→ **WHAT THE TASK REQUIRES**: Copy out, with no changes, the lines of the items below, starting at the line that contains "Give a dot for each instance of the window frame, drawn" and ending at the last line of the items. Include both of those lines and nothing else.

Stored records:

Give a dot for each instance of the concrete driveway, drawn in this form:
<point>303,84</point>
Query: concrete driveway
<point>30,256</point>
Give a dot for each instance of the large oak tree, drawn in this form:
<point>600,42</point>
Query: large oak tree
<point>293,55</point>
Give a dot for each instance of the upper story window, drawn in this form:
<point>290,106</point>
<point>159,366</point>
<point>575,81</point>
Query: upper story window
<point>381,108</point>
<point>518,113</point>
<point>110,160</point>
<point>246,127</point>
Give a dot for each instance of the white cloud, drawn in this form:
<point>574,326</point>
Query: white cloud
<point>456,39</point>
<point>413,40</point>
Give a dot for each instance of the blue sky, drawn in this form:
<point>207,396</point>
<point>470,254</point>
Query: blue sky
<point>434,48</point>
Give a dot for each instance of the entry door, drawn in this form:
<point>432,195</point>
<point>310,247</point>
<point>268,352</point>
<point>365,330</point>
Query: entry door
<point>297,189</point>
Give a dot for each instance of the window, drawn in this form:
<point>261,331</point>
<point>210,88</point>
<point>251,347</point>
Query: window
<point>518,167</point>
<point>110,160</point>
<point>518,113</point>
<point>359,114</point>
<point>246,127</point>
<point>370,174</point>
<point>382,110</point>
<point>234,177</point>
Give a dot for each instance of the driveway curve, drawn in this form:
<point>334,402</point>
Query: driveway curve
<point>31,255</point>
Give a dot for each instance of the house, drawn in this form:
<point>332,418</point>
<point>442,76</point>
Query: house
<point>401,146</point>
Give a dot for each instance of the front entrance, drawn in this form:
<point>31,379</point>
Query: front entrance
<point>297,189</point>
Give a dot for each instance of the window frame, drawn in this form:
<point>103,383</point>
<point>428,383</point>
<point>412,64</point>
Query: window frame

→ **TASK OUTPUT**:
Give a dot for each instance of the window frame, drawn in this form:
<point>103,383</point>
<point>428,383</point>
<point>412,64</point>
Query: window frame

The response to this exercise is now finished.